◆ YOUR OBJECTIVE
Your task is to repeat all of the data exactly while excluding the pictures.

MATERIAL SUPPLIED section start

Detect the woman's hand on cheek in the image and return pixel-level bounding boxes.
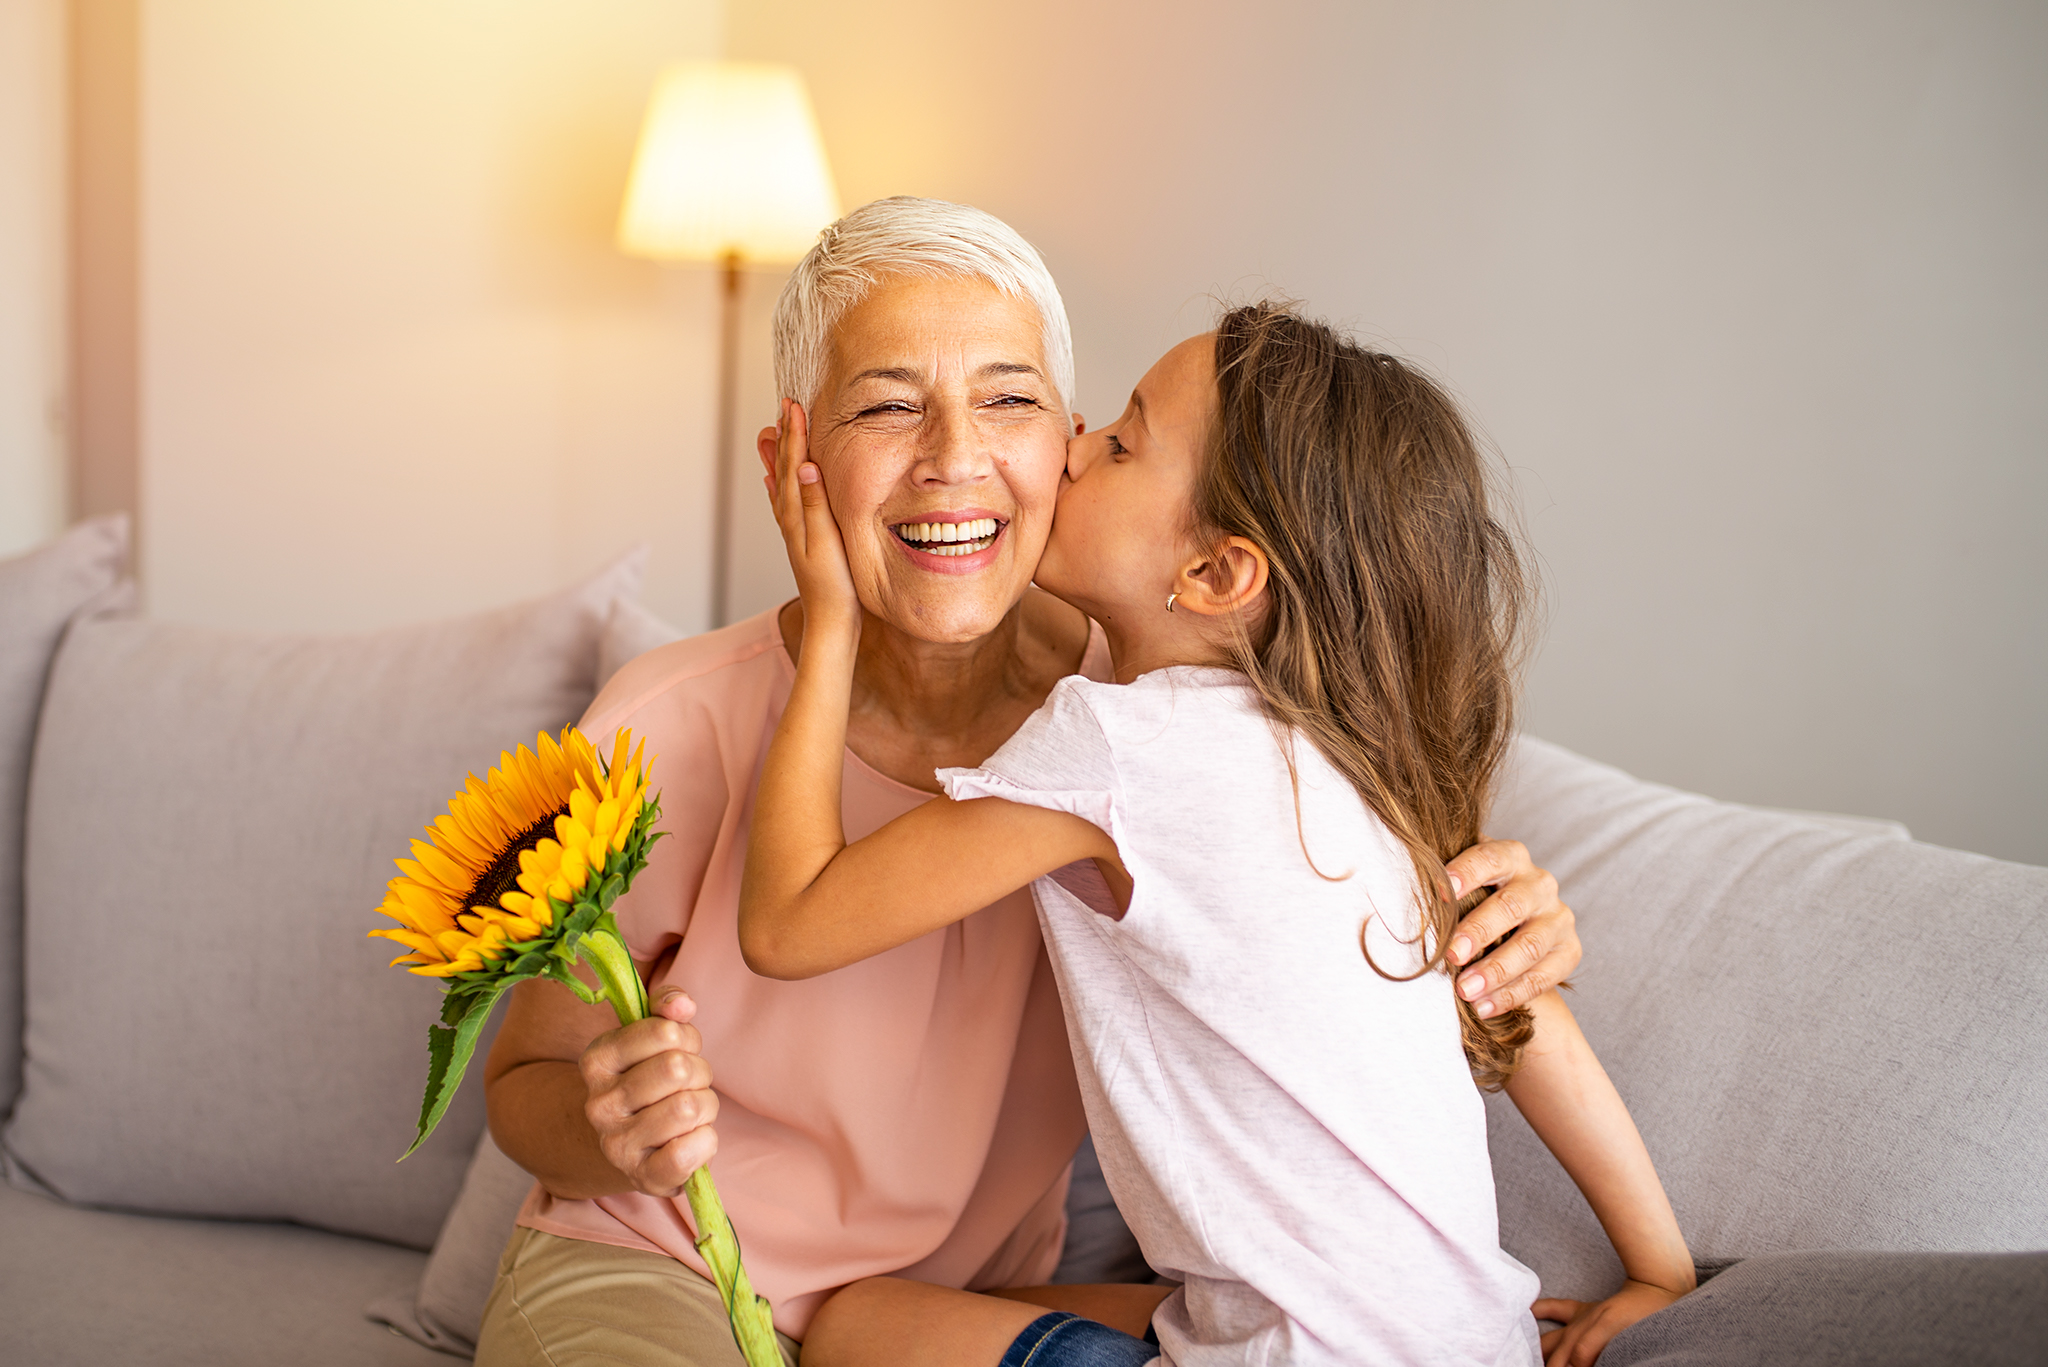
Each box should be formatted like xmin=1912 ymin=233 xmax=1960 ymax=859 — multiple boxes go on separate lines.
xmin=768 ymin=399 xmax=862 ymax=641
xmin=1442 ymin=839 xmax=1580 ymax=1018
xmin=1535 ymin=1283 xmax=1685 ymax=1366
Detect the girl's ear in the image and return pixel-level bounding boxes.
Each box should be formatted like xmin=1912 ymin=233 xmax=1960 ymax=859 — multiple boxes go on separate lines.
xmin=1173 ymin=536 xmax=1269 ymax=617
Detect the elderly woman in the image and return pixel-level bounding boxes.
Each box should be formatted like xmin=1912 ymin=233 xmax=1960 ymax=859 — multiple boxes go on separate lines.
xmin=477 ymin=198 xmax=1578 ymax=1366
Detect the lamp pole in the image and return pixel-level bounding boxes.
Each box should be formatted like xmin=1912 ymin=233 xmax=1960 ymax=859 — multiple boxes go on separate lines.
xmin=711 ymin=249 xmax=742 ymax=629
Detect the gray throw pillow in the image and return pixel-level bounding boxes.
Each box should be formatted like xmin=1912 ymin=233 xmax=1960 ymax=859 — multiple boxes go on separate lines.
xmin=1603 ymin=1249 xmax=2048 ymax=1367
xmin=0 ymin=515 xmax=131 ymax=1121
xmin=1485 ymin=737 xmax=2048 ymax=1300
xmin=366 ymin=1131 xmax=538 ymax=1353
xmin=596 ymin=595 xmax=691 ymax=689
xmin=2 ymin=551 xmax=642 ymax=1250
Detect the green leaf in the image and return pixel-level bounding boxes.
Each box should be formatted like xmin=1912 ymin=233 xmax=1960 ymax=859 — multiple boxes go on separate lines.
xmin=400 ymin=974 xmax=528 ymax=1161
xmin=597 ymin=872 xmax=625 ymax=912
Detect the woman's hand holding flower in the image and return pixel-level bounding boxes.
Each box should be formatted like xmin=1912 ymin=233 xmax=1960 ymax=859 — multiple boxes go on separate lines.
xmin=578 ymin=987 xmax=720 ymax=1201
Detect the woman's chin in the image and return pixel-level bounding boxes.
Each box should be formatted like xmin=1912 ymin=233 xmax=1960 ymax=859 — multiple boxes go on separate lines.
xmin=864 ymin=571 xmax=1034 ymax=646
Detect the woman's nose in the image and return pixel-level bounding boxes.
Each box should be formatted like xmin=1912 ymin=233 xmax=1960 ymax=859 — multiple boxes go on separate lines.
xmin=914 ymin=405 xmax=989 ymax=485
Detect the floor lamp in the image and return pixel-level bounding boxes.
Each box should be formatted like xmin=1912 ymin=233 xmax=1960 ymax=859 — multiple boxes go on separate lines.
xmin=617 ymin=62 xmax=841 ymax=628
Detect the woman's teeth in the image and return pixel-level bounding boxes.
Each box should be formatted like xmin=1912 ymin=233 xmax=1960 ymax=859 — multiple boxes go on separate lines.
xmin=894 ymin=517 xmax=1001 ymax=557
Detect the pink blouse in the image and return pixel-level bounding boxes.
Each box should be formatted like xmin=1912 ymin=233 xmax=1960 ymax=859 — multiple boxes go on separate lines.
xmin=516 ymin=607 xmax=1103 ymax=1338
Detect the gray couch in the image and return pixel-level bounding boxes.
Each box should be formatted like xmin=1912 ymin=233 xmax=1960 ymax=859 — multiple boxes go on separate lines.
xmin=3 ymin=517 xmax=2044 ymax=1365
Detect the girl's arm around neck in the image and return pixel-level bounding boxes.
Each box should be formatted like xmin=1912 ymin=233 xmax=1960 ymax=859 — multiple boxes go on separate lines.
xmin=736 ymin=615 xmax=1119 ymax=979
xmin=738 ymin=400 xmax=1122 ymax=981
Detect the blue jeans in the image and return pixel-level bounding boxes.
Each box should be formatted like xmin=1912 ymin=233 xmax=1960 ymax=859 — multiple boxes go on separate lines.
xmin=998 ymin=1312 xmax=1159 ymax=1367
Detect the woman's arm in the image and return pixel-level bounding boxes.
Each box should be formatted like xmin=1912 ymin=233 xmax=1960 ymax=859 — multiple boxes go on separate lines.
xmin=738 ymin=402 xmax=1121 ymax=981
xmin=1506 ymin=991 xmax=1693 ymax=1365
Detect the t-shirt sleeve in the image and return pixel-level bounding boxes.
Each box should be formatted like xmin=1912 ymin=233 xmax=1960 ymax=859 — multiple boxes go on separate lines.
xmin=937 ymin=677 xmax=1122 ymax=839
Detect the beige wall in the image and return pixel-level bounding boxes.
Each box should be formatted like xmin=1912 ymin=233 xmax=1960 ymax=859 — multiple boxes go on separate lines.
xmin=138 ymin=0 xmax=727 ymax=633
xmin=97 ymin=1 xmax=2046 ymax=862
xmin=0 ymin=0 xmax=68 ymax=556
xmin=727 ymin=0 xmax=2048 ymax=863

MATERIAL SUPPLIED section end

◆ TASK OUTPUT
Detect the woman's hand on cheek in the image and return pixel-level bounding boxes.
Each box should be formatted like xmin=1912 ymin=233 xmax=1960 ymax=859 — multiple boxes go on separate lines.
xmin=768 ymin=399 xmax=862 ymax=641
xmin=1442 ymin=839 xmax=1580 ymax=1018
xmin=1535 ymin=1283 xmax=1685 ymax=1366
Detect the girl's ear in the image and return pixel-level bounding boxes.
Each box should be formatted like xmin=1912 ymin=233 xmax=1960 ymax=859 — multiple boxes go on separate lines.
xmin=1173 ymin=536 xmax=1269 ymax=617
Detect the elderly woman in the image and return pixel-level bounding boxes.
Each box should be formatted like xmin=1912 ymin=233 xmax=1960 ymax=859 — multiple boxes go on separate lines.
xmin=477 ymin=198 xmax=1578 ymax=1366
Detect the lamp pole in the image and return pixel-level bounding boxes.
Each box should be formatted like xmin=1912 ymin=233 xmax=1960 ymax=859 — multiple boxes go on separate lines.
xmin=711 ymin=249 xmax=742 ymax=629
Detect the gray throw pillow in the image and return pixel-level bounding boxes.
Each box should be formatted like xmin=1912 ymin=233 xmax=1960 ymax=859 — multiple boxes go on separate lines.
xmin=1603 ymin=1249 xmax=2048 ymax=1367
xmin=0 ymin=515 xmax=131 ymax=1121
xmin=1485 ymin=737 xmax=2048 ymax=1300
xmin=366 ymin=1131 xmax=538 ymax=1353
xmin=596 ymin=595 xmax=691 ymax=689
xmin=2 ymin=551 xmax=642 ymax=1250
Detect the green leaf in the image and return pixel-level bounding boxes.
Each box should be formatted like xmin=1912 ymin=233 xmax=1960 ymax=859 — multiple boxes go on separate lines.
xmin=400 ymin=974 xmax=528 ymax=1161
xmin=597 ymin=872 xmax=625 ymax=912
Detect the woman's hand holding flower in the image and return pixel-level bounding boxes.
Each box should be formatted like xmin=1912 ymin=233 xmax=1960 ymax=859 — multiple boxes go on separate lines.
xmin=578 ymin=987 xmax=720 ymax=1201
Detect the woman's chin in the image and return pixel-level bounding boxes.
Each box should be formatted like xmin=1912 ymin=233 xmax=1960 ymax=859 — multiple boxes go on separate lines.
xmin=864 ymin=571 xmax=1034 ymax=646
Detect the woman's nose in the image and return pixel-level bounding boxes.
Each box should be formatted like xmin=1912 ymin=233 xmax=1960 ymax=859 — multiple boxes go on separate lines.
xmin=914 ymin=405 xmax=989 ymax=485
Detect the floor lamp in the image and return pixel-level bounding boxes.
Each box should be formatted like xmin=1912 ymin=233 xmax=1960 ymax=859 — multiple boxes go on separate lines.
xmin=617 ymin=62 xmax=841 ymax=628
Detect the woman's teeth in the image and return pixel-level bounding boxes.
Each box should be formatted like xmin=1912 ymin=233 xmax=1960 ymax=859 — multiple boxes go on separate lines.
xmin=894 ymin=517 xmax=1001 ymax=557
Detect the pink blouse in the image and return pixel-level bounding boxes.
Each box should be formatted like xmin=1912 ymin=233 xmax=1960 ymax=859 — multiple boxes go on separate lines.
xmin=516 ymin=607 xmax=1103 ymax=1338
Detect the gray couch in the image and return pixel-level bounding boxes.
Each box should be formatted like xmin=1912 ymin=233 xmax=1960 ymax=859 — multiple boxes go on separate lines.
xmin=3 ymin=517 xmax=2044 ymax=1365
Detect the girl's arm around neck in the image and return pixel-level bounding boxes.
Each box should be formatted like xmin=1912 ymin=233 xmax=1960 ymax=859 — multiple boxes go on separate lines.
xmin=736 ymin=615 xmax=1119 ymax=979
xmin=738 ymin=400 xmax=1122 ymax=981
Detect the blue jeans in the image and return pixel-level bounding boxes.
Each box should be formatted like xmin=1912 ymin=233 xmax=1960 ymax=859 — multiple boxes go on separate lines.
xmin=998 ymin=1312 xmax=1159 ymax=1367
Detect the woman's arm in the image and return pixel-level bounding boxes.
Each box should be formatted like xmin=1912 ymin=233 xmax=1960 ymax=859 — multiple boxes go on separate lines.
xmin=738 ymin=402 xmax=1121 ymax=981
xmin=1506 ymin=991 xmax=1693 ymax=1365
Detect the t-shirt sleeve in the image and return pixel-level bounding boxes.
Each box should be formatted like xmin=1912 ymin=233 xmax=1960 ymax=859 — multiple boxes go on separate lines.
xmin=937 ymin=677 xmax=1122 ymax=839
Detect the beige wall in the image and return pixel-level bounding boxes.
Each box should be formatted like xmin=1912 ymin=233 xmax=1960 ymax=859 — multiple boxes go on separate lines.
xmin=138 ymin=0 xmax=727 ymax=633
xmin=97 ymin=1 xmax=2046 ymax=862
xmin=0 ymin=0 xmax=68 ymax=556
xmin=727 ymin=0 xmax=2048 ymax=863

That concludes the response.